◆ Page extract
One of the fun and challenging pieces of working in custom app development is bug hunting. These "bugs" as they're called are when programs don't run as expected. The past three weeks there has been a string of failures that was inconsistent.
It seemed to affect one user in particular but not on all of their streams. This is a programmer's nightmare scenario where an action fails only some of the time. Making things even worse, simply re-running the script to generate the stream recap video would work.
In these cases logs are your best asset to sort out the problem. Just a reminder, m3u8 files are playlist files of 10 second little video clips and this is how Twitch stores stream VODs. These have been the source of another but separate problem.
Pulling more and more of the pieces together now. Twitch changed the way they're doing .m3u8 files. This change includes as many as 5x duplicates of the pieces in it which is why I was seeing HUGE file sizes in the beginning.— Make Echoes (@MakeEchoes) September 2, 2020
It looked like a few missing frames from some of the last clips when the video was being reconstructed. With that knowledge and paired with re-running it the stream capture would work, I have to pin this one on Twitch. Specifically, I believe that the video at full-resolution hasn't finished being stored on Twitch's VOD storage servers.
So how does a programmer solve a problem like this? You build an automated kicking machine.
When the video construction fails, I put the worker performing that task in a timeout for 10 minutes. After the timeout finishes, that worker does three tasks. First, removes the previously collected local data for that stream. Next, it attempts the download again. Finally, it does the reconstruction again. If this second build fails, the system quits trying and I'll manually kick it the next time I check the back end of the system.
While this method does double my bandwidth inbound on these streams, I'm nowhere near my allotment at my host. As it only is affecting 0 to 2 streams each day, it's an acceptable resource to result allocation.
I've made the deployment of this solution earlier this morning. Here's hoping that those affected will begin to see the quick response times again.
Have a great week and hoping, hoping to get a couple new features built and deployed next week.

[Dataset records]

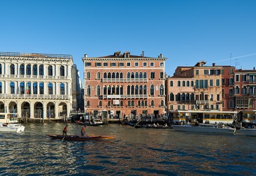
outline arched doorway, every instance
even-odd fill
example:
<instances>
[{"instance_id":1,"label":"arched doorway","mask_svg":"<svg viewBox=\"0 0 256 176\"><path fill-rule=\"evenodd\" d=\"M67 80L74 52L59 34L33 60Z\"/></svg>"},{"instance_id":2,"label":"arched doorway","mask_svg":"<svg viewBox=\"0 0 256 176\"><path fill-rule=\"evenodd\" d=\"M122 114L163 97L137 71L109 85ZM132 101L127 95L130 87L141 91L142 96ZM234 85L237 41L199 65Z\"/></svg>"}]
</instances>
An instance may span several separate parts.
<instances>
[{"instance_id":1,"label":"arched doorway","mask_svg":"<svg viewBox=\"0 0 256 176\"><path fill-rule=\"evenodd\" d=\"M46 117L47 118L55 117L55 105L52 102L50 102L47 104L46 110Z\"/></svg>"},{"instance_id":2,"label":"arched doorway","mask_svg":"<svg viewBox=\"0 0 256 176\"><path fill-rule=\"evenodd\" d=\"M59 105L59 117L65 117L67 116L67 104L61 103Z\"/></svg>"},{"instance_id":3,"label":"arched doorway","mask_svg":"<svg viewBox=\"0 0 256 176\"><path fill-rule=\"evenodd\" d=\"M23 102L21 104L21 117L30 118L30 105L28 102Z\"/></svg>"},{"instance_id":4,"label":"arched doorway","mask_svg":"<svg viewBox=\"0 0 256 176\"><path fill-rule=\"evenodd\" d=\"M43 118L43 104L40 102L37 102L34 105L34 117Z\"/></svg>"}]
</instances>

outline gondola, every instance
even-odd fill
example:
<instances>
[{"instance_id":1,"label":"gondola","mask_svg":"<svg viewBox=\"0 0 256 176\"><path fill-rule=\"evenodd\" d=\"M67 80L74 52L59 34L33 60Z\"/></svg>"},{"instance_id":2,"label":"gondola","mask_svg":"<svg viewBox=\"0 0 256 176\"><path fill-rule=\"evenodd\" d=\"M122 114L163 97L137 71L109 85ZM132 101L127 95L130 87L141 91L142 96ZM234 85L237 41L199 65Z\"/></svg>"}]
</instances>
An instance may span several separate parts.
<instances>
[{"instance_id":1,"label":"gondola","mask_svg":"<svg viewBox=\"0 0 256 176\"><path fill-rule=\"evenodd\" d=\"M117 135L89 135L89 136L79 136L79 135L67 135L64 137L61 135L49 134L47 136L51 137L53 139L62 139L66 141L89 141L89 140L99 140L99 139L112 139L117 137Z\"/></svg>"}]
</instances>

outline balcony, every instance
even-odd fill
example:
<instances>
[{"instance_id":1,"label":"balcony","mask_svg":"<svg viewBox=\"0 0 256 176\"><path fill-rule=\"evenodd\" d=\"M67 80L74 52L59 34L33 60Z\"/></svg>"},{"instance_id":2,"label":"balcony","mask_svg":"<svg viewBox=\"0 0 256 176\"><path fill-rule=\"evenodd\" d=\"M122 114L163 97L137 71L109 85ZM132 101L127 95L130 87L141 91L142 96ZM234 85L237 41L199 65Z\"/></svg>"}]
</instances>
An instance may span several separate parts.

◆ Prompt 1
Answer these questions about the bug-hunting post:
(a) How long is each little video clip in an m3u8 playlist file?
(b) How long is the worker put in a timeout when the video construction fails?
(c) How many streams each day does the problem affect?
◆ Prompt 2
Reproduce the bug-hunting post word for word from "So how does" up to and including "response times again.".
Rely only on the bug-hunting post for these answers.

◆ Written reply 1
(a) 10 seconds
(b) 10 minutes
(c) 0 to 2 streams

◆ Written reply 2
So how does a programmer solve a problem like this? You build an automated kicking machine.
When the video construction fails, I put the worker performing that task in a timeout for 10 minutes. After the timeout finishes, that worker does three tasks. First, removes the previously collected local data for that stream. Next, it attempts the download again. Finally, it does the reconstruction again. If this second build fails, the system quits trying and I'll manually kick it the next time I check the back end of the system.
While this method does double my bandwidth inbound on these streams, I'm nowhere near my allotment at my host. As it only is affecting 0 to 2 streams each day, it's an acceptable resource to result allocation.
I've made the deployment of this solution earlier this morning. Here's hoping that those affected will begin to see the quick response times again.